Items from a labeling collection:
↓↓↓

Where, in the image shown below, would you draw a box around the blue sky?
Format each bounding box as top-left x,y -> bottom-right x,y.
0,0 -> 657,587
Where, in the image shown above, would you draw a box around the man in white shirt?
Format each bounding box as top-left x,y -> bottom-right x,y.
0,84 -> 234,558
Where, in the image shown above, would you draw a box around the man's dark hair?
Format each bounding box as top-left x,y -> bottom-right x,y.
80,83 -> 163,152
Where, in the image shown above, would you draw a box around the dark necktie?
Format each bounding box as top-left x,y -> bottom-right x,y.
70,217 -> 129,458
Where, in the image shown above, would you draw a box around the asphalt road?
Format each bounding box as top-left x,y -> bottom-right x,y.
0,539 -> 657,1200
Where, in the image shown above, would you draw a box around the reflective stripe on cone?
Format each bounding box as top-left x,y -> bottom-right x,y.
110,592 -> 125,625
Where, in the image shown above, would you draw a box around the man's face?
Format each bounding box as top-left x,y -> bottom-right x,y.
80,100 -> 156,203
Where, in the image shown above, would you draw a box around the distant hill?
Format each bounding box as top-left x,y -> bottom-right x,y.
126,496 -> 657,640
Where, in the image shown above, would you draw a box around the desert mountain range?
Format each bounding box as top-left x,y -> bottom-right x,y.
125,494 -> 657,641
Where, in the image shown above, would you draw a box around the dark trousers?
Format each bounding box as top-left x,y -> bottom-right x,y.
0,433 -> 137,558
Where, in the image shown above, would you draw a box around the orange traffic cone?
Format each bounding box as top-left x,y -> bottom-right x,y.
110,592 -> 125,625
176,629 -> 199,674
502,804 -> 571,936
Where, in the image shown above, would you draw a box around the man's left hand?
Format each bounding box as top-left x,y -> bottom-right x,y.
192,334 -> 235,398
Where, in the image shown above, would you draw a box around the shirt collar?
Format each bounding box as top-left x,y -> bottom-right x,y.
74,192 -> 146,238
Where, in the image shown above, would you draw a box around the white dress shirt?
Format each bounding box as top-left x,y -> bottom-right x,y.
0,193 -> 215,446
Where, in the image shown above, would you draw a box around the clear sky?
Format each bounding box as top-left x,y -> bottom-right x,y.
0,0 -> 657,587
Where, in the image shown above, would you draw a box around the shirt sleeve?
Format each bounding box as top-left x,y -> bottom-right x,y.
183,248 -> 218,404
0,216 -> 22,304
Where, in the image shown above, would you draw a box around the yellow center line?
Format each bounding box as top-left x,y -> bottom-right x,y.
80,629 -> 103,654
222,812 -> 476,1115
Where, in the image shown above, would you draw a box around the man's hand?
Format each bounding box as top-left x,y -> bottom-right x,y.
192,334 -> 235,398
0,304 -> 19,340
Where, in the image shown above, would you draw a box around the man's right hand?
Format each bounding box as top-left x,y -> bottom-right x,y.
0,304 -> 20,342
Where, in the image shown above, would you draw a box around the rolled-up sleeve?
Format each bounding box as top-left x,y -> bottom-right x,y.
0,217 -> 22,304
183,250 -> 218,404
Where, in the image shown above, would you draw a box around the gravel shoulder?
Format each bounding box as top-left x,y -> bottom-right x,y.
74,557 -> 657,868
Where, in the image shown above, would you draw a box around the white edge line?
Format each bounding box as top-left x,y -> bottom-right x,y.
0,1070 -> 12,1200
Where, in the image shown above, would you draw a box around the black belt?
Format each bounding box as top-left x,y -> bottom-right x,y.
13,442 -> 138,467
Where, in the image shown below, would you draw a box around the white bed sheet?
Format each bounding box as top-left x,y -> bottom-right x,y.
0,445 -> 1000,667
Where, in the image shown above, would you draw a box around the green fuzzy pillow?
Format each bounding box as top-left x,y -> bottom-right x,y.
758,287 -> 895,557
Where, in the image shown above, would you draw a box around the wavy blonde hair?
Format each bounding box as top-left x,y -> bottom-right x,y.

↑↑↑

### What this task involves
Please retype all of the material above, word for word.

### Result
Where, in the image shown below, would you draw a box around the blue sky?
Format each bounding box as top-left x,y -> bottom-right x,y.
0,0 -> 657,587
Where, in the image shown above, would you draw a box around the man in white shirt?
Format each bounding box as top-left x,y -> bottom-right x,y.
0,84 -> 234,558
Where, in the image shown above, would you draw a box around the man's dark hair?
Format each bounding box as top-left x,y -> bottom-right x,y.
80,83 -> 163,152
Where, in the image shown above, would you draw a box around the dark necktie?
Format each bounding box as top-left x,y -> bottom-right x,y.
70,217 -> 129,458
Where, in the image shown above, would you draw a box around the asphalt road?
Format each bounding box as top-left x,y -> bottom-right x,y.
0,539 -> 657,1200
Where, in the image shown above, would you draw a box around the reflective stripe on cone?
Format each bounding box as top-left x,y -> bottom-right x,y.
110,592 -> 125,625
Where, in the image shown above, would you draw a box around the man's face?
Format each bounding box as top-left x,y -> bottom-right x,y.
80,100 -> 156,203
Where, in the image shown above, would you draw a box around the distant hill?
Format each bounding box as top-left x,y -> bottom-right x,y.
126,496 -> 657,640
Where, in the image shown above, would you draw a box around the desert mountain range?
Format each bounding box as top-left x,y -> bottom-right x,y.
125,494 -> 657,641
Where, in the image shown above, would you draw a box around the dark trousers?
Format each bounding box as top-left x,y -> bottom-right x,y.
0,433 -> 137,558
Where, in the image shown above, would you draw a box around the orange traffic cone?
Format each bounding box as top-left x,y -> bottom-right x,y.
110,592 -> 125,625
176,629 -> 199,674
502,804 -> 571,936
Where, in the image shown above, would you draw a box around the man's left hand?
Format each bounding box as top-left x,y -> bottom-right x,y.
192,334 -> 235,398
Where, in the image shown above, would you draw a box around the shirt collar?
Format each bounding box as top-left x,y -> bottom-right x,y.
74,192 -> 146,238
Where, in the image shown above, would you draw a box around the white dress shirt?
Format each bounding box as top-left x,y -> bottom-right x,y.
0,193 -> 215,446
Where, in the image shown above, would you draw a box around the clear sky?
Format each bounding box as top-left x,y -> bottom-right x,y.
0,0 -> 657,587
Where, in the image shown above, would you draw a box around the shirt sleeve?
Format each bounding box as top-left x,y -> bottom-right x,y.
183,248 -> 218,404
0,216 -> 22,304
Where, in the image shown above, would you draw a box around the yellow center line?
Format each bounding box as top-left x,y -> bottom-right x,y.
80,629 -> 103,654
222,812 -> 476,1115
Where, in the image shown above, would you draw a box around the man's hand?
Format each bounding box as top-left x,y -> bottom-right x,y.
192,334 -> 235,398
0,304 -> 19,340
Where, in the image shown above, would you draw a box around the man's right hand?
Format each bounding box as top-left x,y -> bottom-right x,y.
0,304 -> 20,342
Where, in the image shown above, would you draw a box around the rolled-up sleeve?
Format each bounding box as top-left x,y -> bottom-right x,y.
0,217 -> 22,304
183,250 -> 218,404
Where, in the image shown above, would you draw a box around the gravel shoulder?
Format each bounding box as top-left x,y -> bottom-right x,y.
74,557 -> 657,868
Where, in the image shown above, would you draw a box around the white edge line?
Format each bounding box as top-left x,y -> bottom-right x,y.
0,1070 -> 12,1200
Where, in the image shown above, would you draw a box around the black belt?
Format each bounding box as top-left x,y -> bottom-right x,y.
13,442 -> 138,467
Where, in the image shown below, would you draw a box around the white bed sheet?
Format each bounding box as top-left x,y -> bottom-right x,y.
0,445 -> 1000,667
Where, in the image shown above, would you draw a box around the green fuzzy pillow?
Format each bounding box as top-left x,y -> bottom-right x,y.
758,287 -> 895,557
Where, in the image shown above, would you draw a box around the wavy blonde hair?
Format each bounding box as top-left x,y -> bottom-right x,y.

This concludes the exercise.